Referring expression pointing data

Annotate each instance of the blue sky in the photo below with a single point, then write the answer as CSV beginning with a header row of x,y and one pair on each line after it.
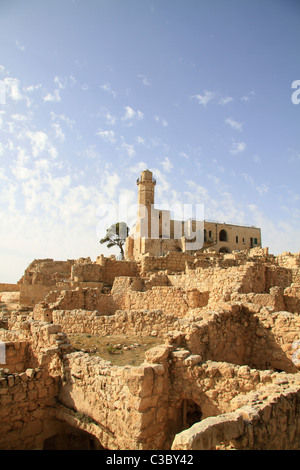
x,y
93,92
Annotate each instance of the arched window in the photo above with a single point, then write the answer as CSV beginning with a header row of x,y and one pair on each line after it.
x,y
223,237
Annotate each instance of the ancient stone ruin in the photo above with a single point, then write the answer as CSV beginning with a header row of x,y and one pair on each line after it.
x,y
182,351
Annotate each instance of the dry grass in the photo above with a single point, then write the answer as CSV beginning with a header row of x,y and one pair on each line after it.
x,y
119,349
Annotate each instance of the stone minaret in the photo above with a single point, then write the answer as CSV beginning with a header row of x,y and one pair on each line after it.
x,y
146,184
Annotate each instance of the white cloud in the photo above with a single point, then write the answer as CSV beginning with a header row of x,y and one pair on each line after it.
x,y
256,159
237,147
184,155
107,88
129,148
62,117
226,100
53,97
140,140
110,119
131,114
145,80
108,136
12,88
248,97
20,46
161,121
262,189
32,88
205,98
234,124
167,165
58,133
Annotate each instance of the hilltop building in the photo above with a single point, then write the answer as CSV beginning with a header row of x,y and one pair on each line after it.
x,y
156,233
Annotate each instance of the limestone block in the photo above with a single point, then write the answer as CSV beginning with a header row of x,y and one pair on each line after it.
x,y
157,355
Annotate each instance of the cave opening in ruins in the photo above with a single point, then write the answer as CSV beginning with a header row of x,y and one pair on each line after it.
x,y
71,438
191,413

Work order> Nothing but the pictures is to be left out; repeat the data exactly.

Written solution>
Annotate each instance of the blue sky in the photo below with a single point, then write the answer as CSV beginning with a header row of x,y and one pair on each line after it.
x,y
93,92
Annotate each instance of the arched window in the photo above with a single point, then write the answer as CSV beginning with a header row of x,y and one pair on each line after it.
x,y
223,237
Annotate each instance of the ancient stone ruin in the photo above with a single point, then write the answer as CSV beginning with a header row of x,y and one pair on each line after it.
x,y
182,351
Annotate each instance of the dry grass in the photo above with a single point, then write the answer as CSV beginning with a header row of x,y and one pair on each line after it.
x,y
119,349
Annotate each instance of the stone minaret in the photo above with a single point, then write the answer as CSV beginning with a header row of x,y and one pair on each line after it.
x,y
146,184
Annotate each instance of the white cloud in the photo above with a single point, then write the answer as CSV beginning with a header row of x,y and one pair on each line after it.
x,y
256,159
237,147
184,155
107,88
129,148
62,117
226,100
53,97
140,140
110,119
131,114
145,80
108,136
12,88
248,97
20,46
161,121
262,189
32,88
205,98
234,124
167,165
58,133
Annotate each instance of the hilltop building in the photo above with a single point, then write the answer as CSV beginning with a header row of x,y and one pair on each line after it.
x,y
156,233
Annotate each instance of the limestone block in the photo above with a single point, then write the answer as CSV beginning with a header row of x,y and one pair on each line after it.
x,y
157,355
Annotate each instance of the cave opening in ruins in the photo above with a single point, then write the answer as CSV beginning with a header row of x,y and one pair on each line after it.
x,y
71,438
191,413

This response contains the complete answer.